*FRAGMENTO*.
Aquella tarde-noche de mediados de los 80s estaba sentado al borde de la acera en Sabana Grande luego de salir del muy cercano -media cuadra, diría yo- Cine Radio City -hoy lamentablemente desaparecido, luego de uno de los tantos proyectos disparatados del exalcalde metropolitano Juan Barreto- tratando de consolar a Patricia, a la que le había dado por llorar desconsoladamente luego de ver Amadeus, la película de Milos Forman, ganadora del Oscar de 1984 y en la cual un Tom Hulce notablemente más flaco que el del sartén en Nueva York hacía el papel de Wolfang Amadeus Mozart, en su constante diatriba con Antonio Salieri, intepretado por F. Murray Abraham, a quién también le dieron el Oscar aquel año.



Patricia, según recuerdo, comenzó a llorar hacia el final de la película, más o menos en la secuencia de Mozart dictando desde su lecho de muerte el requiem que le había encargado un mensajero encapuchado y la secuencia de su posterior entierro, acompañado de muy pocos dolientes, en una fosa común, bajo una intensa nevada, que precedía a los créditos finales y al encendido de las luces de la sala, esa que tenía unas sirenas encima y a los costados de la pantalla, terminó de hacer el trabajo de ablandamiento sentimental.

Etiquetas de puntos de objetos
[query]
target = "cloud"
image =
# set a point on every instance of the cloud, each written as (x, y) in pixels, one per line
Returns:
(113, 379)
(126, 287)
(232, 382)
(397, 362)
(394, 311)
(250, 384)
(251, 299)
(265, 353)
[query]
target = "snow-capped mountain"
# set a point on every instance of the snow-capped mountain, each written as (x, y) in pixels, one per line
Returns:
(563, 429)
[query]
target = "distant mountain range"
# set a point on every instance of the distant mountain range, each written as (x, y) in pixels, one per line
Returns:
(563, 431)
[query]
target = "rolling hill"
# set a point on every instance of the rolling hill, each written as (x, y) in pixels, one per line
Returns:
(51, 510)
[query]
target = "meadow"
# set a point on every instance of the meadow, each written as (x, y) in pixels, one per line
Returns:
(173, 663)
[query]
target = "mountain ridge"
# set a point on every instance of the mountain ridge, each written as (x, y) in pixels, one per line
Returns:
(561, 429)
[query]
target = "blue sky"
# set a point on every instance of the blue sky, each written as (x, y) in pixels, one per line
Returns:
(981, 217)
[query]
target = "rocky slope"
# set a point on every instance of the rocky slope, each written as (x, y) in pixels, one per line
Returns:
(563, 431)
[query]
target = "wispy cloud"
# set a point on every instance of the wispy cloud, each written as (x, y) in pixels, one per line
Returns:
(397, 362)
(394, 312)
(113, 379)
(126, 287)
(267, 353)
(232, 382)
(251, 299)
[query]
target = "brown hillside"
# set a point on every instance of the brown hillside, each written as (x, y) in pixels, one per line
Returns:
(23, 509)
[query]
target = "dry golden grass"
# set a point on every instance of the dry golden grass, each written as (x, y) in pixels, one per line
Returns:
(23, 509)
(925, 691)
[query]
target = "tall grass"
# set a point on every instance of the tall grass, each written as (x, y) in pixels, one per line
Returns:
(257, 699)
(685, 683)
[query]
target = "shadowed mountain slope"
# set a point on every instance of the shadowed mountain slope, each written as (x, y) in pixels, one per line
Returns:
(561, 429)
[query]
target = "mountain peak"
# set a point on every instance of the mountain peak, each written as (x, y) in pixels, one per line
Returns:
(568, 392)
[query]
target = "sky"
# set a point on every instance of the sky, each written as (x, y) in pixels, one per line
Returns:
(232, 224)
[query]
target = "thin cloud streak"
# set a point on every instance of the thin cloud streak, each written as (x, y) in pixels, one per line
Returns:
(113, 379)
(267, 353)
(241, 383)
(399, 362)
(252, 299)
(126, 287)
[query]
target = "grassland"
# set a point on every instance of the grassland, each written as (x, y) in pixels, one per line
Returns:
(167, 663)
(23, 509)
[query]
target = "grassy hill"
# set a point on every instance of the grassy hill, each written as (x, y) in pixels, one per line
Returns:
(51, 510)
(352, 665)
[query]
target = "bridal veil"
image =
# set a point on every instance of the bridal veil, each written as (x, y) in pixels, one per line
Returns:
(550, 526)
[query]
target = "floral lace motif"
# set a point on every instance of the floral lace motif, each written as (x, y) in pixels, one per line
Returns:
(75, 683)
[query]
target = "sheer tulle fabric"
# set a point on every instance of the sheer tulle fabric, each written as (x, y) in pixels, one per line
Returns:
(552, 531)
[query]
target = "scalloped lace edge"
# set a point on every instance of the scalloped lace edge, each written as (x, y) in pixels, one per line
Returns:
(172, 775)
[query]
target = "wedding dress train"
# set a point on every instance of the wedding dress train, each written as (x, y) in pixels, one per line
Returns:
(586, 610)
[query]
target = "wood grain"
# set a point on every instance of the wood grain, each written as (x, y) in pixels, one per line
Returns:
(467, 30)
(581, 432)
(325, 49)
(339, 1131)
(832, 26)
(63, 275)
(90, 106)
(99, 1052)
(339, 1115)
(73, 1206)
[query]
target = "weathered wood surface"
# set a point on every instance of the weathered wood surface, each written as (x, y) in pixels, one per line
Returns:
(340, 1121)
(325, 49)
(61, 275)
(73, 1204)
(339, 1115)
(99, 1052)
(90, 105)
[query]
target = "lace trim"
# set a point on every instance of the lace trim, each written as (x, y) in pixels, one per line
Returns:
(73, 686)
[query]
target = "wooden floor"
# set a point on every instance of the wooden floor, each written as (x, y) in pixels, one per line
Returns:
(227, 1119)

*REQUISITOS DEL EJERCICIO*.
1. Repite completo el fragmento, sin cambiar nada.
2. Junta todas las líneas de las filas que contengan la palabra "wooden", teniendo en cuenta mayúsculas y minúsculas.
El fragmento y las filas vienen de fuentes distintas.

*RESPUESTAS DESARROLLADAS*.
1.
Aquella tarde-noche de mediados de los 80s estaba sentado al borde de la acera en Sabana Grande luego de salir del muy cercano -media cuadra, diría yo- Cine Radio City -hoy lamentablemente desaparecido, luego de uno de los tantos proyectos disparatados del exalcalde metropolitano Juan Barreto- tratando de consolar a Patricia, a la que le había dado por llorar desconsoladamente luego de ver Amadeus, la película de Milos Forman, ganadora del Oscar de 1984 y en la cual un Tom Hulce notablemente más flaco que el del sartén en Nueva York hacía el papel de Wolfang Amadeus Mozart, en su constante diatriba con Antonio Salieri, intepretado por F. Murray Abraham, a quién también le dieron el Oscar aquel año.



Patricia, según recuerdo, comenzó a llorar hacia el final de la película, más o menos en la secuencia de Mozart dictando desde su lecho de muerte el requiem que le había encargado un mensajero encapuchado y la secuencia de su posterior entierro, acompañado de muy pocos dolientes, en una fosa común, bajo una intensa nevada, que precedía a los créditos finales y al encendido de las luces de la sala, esa que tenía unas sirenas encima y a los costados de la pantalla, terminó de hacer el trabajo de ablandamiento sentimental.

2.
target = "wooden floor"
# set a point on every instance of the wooden floor, each written as (x, y) in pixels, one per line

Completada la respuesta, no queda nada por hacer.